## Goals
1. From the bearded dragon substrate thread, copy the passage starting at "I purchased a" and ending at "to Play Sand.".
2. In the bearded dragon substrate thread, what does CLUSTER ONE plan to try in the redone setup?
3. Continue the bearded dragon substrate thread from where it stops.

# Substrate for Bearded Dragon



## Kemper1989 (Feb 14, 2005)

Alright, heres the information.
I purchased a bearded dragon about 4 months ago, and he is roughly 5-6 months old at the moment. During the period I have owned him i've spent a sh*t load of money on substrates just based on numerous people telling me whats good and whats bad. In the end, I've heard so many things that it's getting ridiculous, I'm thinking I have no idea how these reptiles live on their own without dieing from impaction. I've been from Carpet, walnut shells, calcium sand to just play sand at the moment. Right now I'm just saying screw it and sticking to Play Sand.
Now, as of right now no one has come straight out and told me that Play Sand is the worst substrate you can use, they always just kind of mumble "play sand isn't great but it's okay". What I'm really wondering is if it is actually perfectly fine for my bearded dragon to live on this stuff, or should I switch it up once again. The only thing I will say is I'm not switching back to Carpet or Newspapers. Reason being is you have to change the newspaper every day and Carpet just begins to permanently stink after awhile.
Thanks!


----------



## CLUSTER ONE (Aug 2, 2006)

i use regular outdoors carpet for my adult it cost about 12$ to get three peices that are each large enough to cover a 65 gal (48x18) sio i can alternate them

they arnt bad to clean but im compleatly redoing the setup an i am going to try a simple slate tile (easy cleaning, looks good and would get warm under a heat light)

i just wouldnt use any sand at all (mayby when adult but not when still a juvie)


----------



## dark FrOsT (Sep 23, 2006)

## Collected material
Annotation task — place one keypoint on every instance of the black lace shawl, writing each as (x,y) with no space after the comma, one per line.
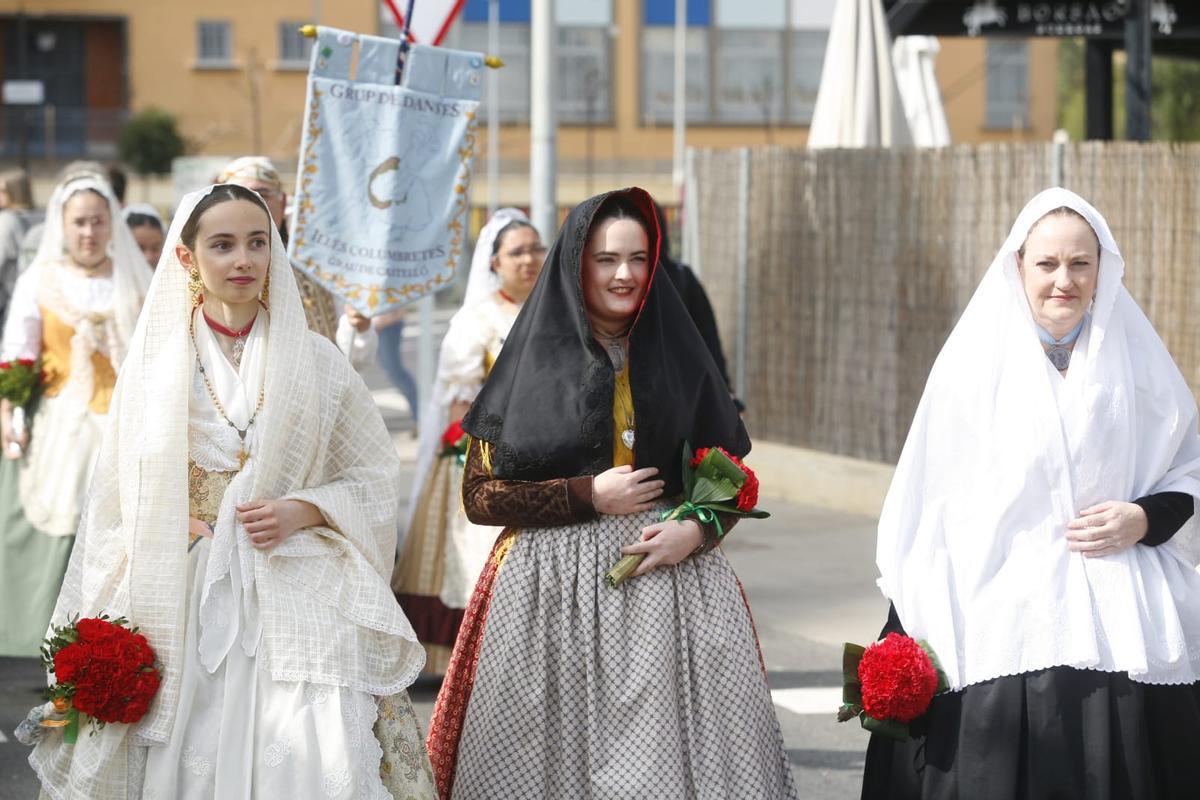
(546,407)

## Answers given
1.
I purchased a bearded dragon about 4 months ago, and he is roughly 5-6 months old at the moment. During the period I have owned him i've spent a sh*t load of money on substrates just based on numerous people telling me whats good and whats bad. In the end, I've heard so many things that it's getting ridiculous, I'm thinking I have no idea how these reptiles live on their own without dieing from impaction. I've been from Carpet, walnut shells, calcium sand to just play sand at the moment. Right now I'm just saying screw it and sticking to Play Sand.

2. A simple slate tile.

3.
when mine was little i used reptile carpet but then switched to sand ... like the zoo med stuff just be mindful about all the different colours i used a tan/orange looking sand and it died my beardie that colour ... i have also seen a blue frilled dragon why cause of blue sand ... i recently switch to walnut shell im really pleased.

for a few months i was hurting for cash and use play sand didnt have any problems i know people that only use play sand and have no problems but there is still a higher health rish with using it


----------



## skool_uo (Jul 28, 2006)

I use play sand and my beardie seems to love it. I'm not worried about impaction because he isnt a very messy eater. My concern is the dust that most likely gets into his lungs. I dont know if its harmful but i couldnt imagine it being too helpful. The tile idea sounds like a very good one.


----------



## Kemper1989 (Feb 14, 2005)

Walnut Shells are apparently the worst to use. They get stuck in their system and cuts them up really badly. But hey, if you haven't had any problems with it might as well keep using it.


----------



## dark FrOsT (Sep 23, 2006)

never heard of that happening, but its good to know. i just keep a close eye on that then.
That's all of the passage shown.